TRAVAIL À RÉALISER:
Rédigez la suite de l'article sur la thèse de Master réalisée en partageant le matériel des laboratoires de l'EPFL, en reprenant juste après sa dernière phrase.
*** EXTRAIT DU DOCUMENT
Mutualiser le matériel, c'est aussi partager des connaissances

Marwan El Chazli et Juan Francisco Bada Juarez © 2024 EPFL/Alain Herzog - CC-BY-SA 4.0

Marwan El Chazli et Juan Francisco Bada Juarez © 2024 EPFL/Alain Herzog - CC-BY-SA 4.0

Marwan El Chazli a réussi le challenge environnemental de compléter sa thèse de Master en spectroscopie bactérienne en maximisant le partage de matériel de différents laboratoires de l’EPFL.

Une thèse de Master sans acheter de nouveau matériel: un pari que s’est lancé Marwan El Chazli, récemment diplômé en microtechnique. L’ex-étudiant, aujourd’hui chercheur au Laboratoire d'optique quantique et nanométrique (LQNO), se passionne pour des initiatives qu’il crée à partir de zéro. Un émerveillement de l’inconnu: la base de la recherche scientifique. En parallèle d’un Bachelor à l’EPFL, puis d’un Master avec un mineur en technologies biomédicales, il a cofondé l’Entrepreneur Club EPFL-UNIL, travaillé comme communicateur scientifique et s’est beaucoup investi dans l’associatif. Il explique: «Quand on aime ce qu’on fait, on ne compte plus les heures.»

D’origine franco-égyptienne, il confie: «C’est un privilège d'être ici, dans cet écosystème. Il faut se donner pour que nos actions soient utiles aux gens et à l’environnement.»

Réduire le gaspillage

Pour sa thèse de Master, il s’est ajouté une difficulté: n’acheter quasiment aucun nouveau matériel, en utilisant au maximum les ressources déjà présentes sur le campus. À mi-chemin entre la recherche et l’industrie, son projet vise à permettre une détection plus rapide des contaminations bactériennes dans l’agroalimentaire. «Les méthodes de détection de bactéries qui existent aujourd’hui dans l’industrie agroalimentaire sont soit sélectives mais trop lentes, soit rapides mais non-sélectives, explique-t-il. L’objectif ici est de proposer une nouvelle méthode optique qui peut détecter et identifier une multitude de souches bactériennes, le tout en moins d’une heure». Une solution convoitée par l’industrie, qui fait régulièrement face à des contaminations bactériennes menant à des rappels massifs de produits ainsi qu’un coût environnemental et économique important.
******
*** SEGMENT DE DONNÉES
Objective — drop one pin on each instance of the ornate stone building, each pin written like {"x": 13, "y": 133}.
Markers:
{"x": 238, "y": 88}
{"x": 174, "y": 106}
******
RÉSULTAT:
Lors de ses recherches, Marwan identifie une technologie existante potentiellement adaptable à ce marché: la Surface-Enhanced Raman Spectroscopy, où un faisceau laser illumine un échantillon dopé par un métal noble, tel que l’or, et produit un puissant signal optique permettant d’identifier le contenu chimique de l’échantillon. Voulant créer une solution clef en main sur ce marché, Marwan propose le projet au Laboratoire de dispositifs photoniques appliqués (LAPD), qui accepte de l’accueillir avec le soutien de la Vice-présidence pour l’innovation de l’EPFL.

Un tel projet interdisciplinaire demande beaucoup de matériel, qu’il faut se procurer et apprendre à manipuler, avant de pouvoir tester ses hypothèses avec des échantillons. Toujours dans une logique de faire avec l’existant, Marwan se lance le défi de tout trouver au sein de l’EPFL et ainsi éviter d’acheter du neuf quand il n’y en a pas besoin.

Toquer à la porte voisine

Pour ce faire, Marwan utilise plusieurs outils mis à disposition par l’EPFL. Le catalogue digital Catalyse de l’Ecole lui permet d’entrer en contact avec divers laboratoires pour emprunter des produits chimiques: «Pour tester une nouvelle expérience, on a souvent juste besoin de quelques milligrammes de produit. Si on achète du neuf et que l’expérience ne fonctionne pas, on se retrouve avec un conteneur plein qui ne nous sert plus à rien.» Pour les composants optiques, il part de la liste des laboratoires de l’EPFL en optique et va rencontrer leurs équipes une à une. Astuce d’importance: «Toquer simplement à la porte s’avère infiniment plus fructueux et agréable qu’un email.»

Juan Francisco Bada Juarez, collaborateur scientifique au sein de la Faculté des sciences de la vie, a été une des nombreuses personnes à aider Marwan dans sa quête d’emprunt de matériel. Il nous ouvre ses armoires: «Tout le monde a plusieurs fois les mêmes bouteilles dans les mêmes armoires de laboratoire, et parfois des produits coûtant cher». Certains produits sont oubliés là une fois que les personnes qui les utilisaient partent, ou sont des trop pleins d’expériences. « Dans d’autres universités, comme Oxford, certaines machines sont partagées », relève-t-il.

Interactions bilatérales

Le collaborateur scientifique met en évidence que rassembler les gens autour du fonctionnement d’un laboratoire a plusieurs avantages: éviter de laisser les laborantins, les chercheurs et les étudiants isolés, et augmenter le partage de connaissances. «Parfois on se demande si on n’invente pas plusieurs fois la roue», s’interroge-t-il en parlant des multiples arrivées et départs de chercheurs et chercheuses dans ce milieu.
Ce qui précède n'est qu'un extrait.